■ Extract
> Where are your school systems coming up with these people? Harvard MBA
> programs? Haven't they ever read Dewey? Or Postman?
> Lawrence A. Parker
> Philosopher and Educational Consultant
>> Maggie wrote, "Our one-year old superintendent has
>> pronounced all our students "customers." My new principal
>> (fourth in five years) told me that if students weren't
>> working, it was up to the teacher to e lesson to make it
>> more "exciting" and "involving" to the students. "
>> Don't feel bad...ours refers to himself as CEO and has the
>> principals calling the system "the corporation." We are told
>> to make school "more inviting."
I should be writing curriculum - only 5 days left, but I have some thoughts
about administrators with a CEO mentality and trying to give a little
sympathy on their end. Schools and districts have gotten so big and
administrators have become so removed from what they should be touching that
it's no wonder we as teachers feel they have lost contact with what the
educational system should be about. In fact I am tempted to take some grad
courses in Principal certification, because I am sure they are being feed
nationwide some of the notions being observed in the above quotes.

(Data extracted from a collection)
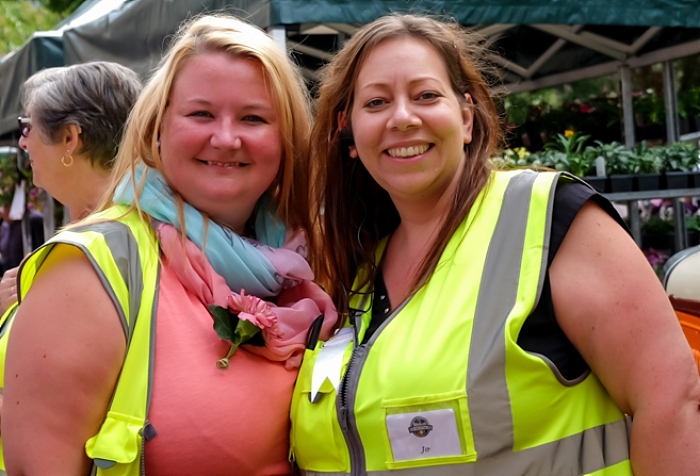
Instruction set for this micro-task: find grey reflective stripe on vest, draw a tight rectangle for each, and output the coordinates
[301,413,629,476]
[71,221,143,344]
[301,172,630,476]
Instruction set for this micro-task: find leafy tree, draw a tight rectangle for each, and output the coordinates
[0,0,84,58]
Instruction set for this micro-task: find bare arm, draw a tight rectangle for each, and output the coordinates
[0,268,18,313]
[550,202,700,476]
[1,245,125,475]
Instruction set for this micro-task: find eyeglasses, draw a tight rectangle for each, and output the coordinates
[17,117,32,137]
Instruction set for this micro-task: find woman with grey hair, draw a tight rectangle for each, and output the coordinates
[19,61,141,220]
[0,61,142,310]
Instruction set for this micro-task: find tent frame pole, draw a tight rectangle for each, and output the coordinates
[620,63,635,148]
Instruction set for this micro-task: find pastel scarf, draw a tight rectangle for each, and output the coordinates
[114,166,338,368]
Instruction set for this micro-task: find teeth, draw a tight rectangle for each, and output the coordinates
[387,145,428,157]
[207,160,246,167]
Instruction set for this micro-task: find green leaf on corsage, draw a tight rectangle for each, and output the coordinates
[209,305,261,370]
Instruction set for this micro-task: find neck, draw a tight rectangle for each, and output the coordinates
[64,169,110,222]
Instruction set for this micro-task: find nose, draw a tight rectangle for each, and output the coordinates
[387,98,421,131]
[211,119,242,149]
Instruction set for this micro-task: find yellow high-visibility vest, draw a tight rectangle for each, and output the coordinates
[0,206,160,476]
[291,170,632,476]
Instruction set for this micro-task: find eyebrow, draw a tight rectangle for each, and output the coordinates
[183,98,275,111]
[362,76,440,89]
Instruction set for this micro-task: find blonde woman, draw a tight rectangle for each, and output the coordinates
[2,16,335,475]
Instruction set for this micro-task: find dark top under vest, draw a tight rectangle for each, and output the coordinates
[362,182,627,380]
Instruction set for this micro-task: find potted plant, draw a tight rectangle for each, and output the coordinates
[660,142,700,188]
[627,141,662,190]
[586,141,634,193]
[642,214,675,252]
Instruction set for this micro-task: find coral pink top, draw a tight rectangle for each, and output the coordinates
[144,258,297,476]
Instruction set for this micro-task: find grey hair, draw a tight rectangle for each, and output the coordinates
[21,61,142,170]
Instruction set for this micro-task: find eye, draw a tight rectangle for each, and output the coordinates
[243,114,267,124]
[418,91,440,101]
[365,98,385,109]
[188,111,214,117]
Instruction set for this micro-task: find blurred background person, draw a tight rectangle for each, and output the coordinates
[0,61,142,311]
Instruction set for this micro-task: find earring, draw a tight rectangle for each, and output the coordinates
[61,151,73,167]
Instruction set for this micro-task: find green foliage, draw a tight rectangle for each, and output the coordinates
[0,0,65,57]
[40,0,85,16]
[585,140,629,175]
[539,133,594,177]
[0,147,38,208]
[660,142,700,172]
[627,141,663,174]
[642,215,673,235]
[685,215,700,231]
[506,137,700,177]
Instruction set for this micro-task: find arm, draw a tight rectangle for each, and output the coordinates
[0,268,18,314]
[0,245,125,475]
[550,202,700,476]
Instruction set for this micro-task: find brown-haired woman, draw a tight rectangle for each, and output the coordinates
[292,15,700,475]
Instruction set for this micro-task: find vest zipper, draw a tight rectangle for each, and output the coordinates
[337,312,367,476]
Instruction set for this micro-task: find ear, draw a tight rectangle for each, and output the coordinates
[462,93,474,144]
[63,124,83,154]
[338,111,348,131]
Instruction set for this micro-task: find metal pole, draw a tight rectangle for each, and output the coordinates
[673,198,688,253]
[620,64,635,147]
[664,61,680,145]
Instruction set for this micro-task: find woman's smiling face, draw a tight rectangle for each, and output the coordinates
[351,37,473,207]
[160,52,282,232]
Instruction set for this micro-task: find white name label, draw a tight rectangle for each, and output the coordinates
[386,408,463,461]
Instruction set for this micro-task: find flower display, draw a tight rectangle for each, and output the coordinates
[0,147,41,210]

■ Written request A
In the post about school administrators, how many days does the writer say are left for writing curriculum?
■ Written request B
Write the next part of the post about school administrators, picking up after its final sentence.

■ Final result A
Five days.

■ Final result B
For instance, at my school we are constantly asking for some king of
"policy" about student responsibility. Yet it always comes back to us that
we aren't doing something right if the kid is not participating. I think
much of that comes from special ed laws and law suits and how the school is
always held responsible. Those law suits have the schools running in
circles, because it seems the school never wins.
Districts are too big and getting bigger, especially in former rural areas
that are becoming suburban. My high school is 3 buildings with one
principal. It's an overwhelming job. On top of all he has to do for daily
operations, we are starting a building project and he has to oversee that as
well. I wonder if he has time for me, other than to give some kind of
jargonistic orders. I my 10 years, I've seen administration triple in size.
We have more assistants and assistants to assistants and supervisors than I
care to mention. These people make policy and the problem is most of them
haven't been in a classroom for years. They grab onto all the "stuff coming
down the pike" ask us to implement, then when the "pike" changes ask us to
implement again. (Hey, they need to justify their jobs) And communication
is awful. Every memo is followed by 2 or 3 revisions -- mostly because a
teacher, who was not consulted before the memo, finds a fault.
And we get frustrated.
I was on the Strategic Planning Committee for my district this year.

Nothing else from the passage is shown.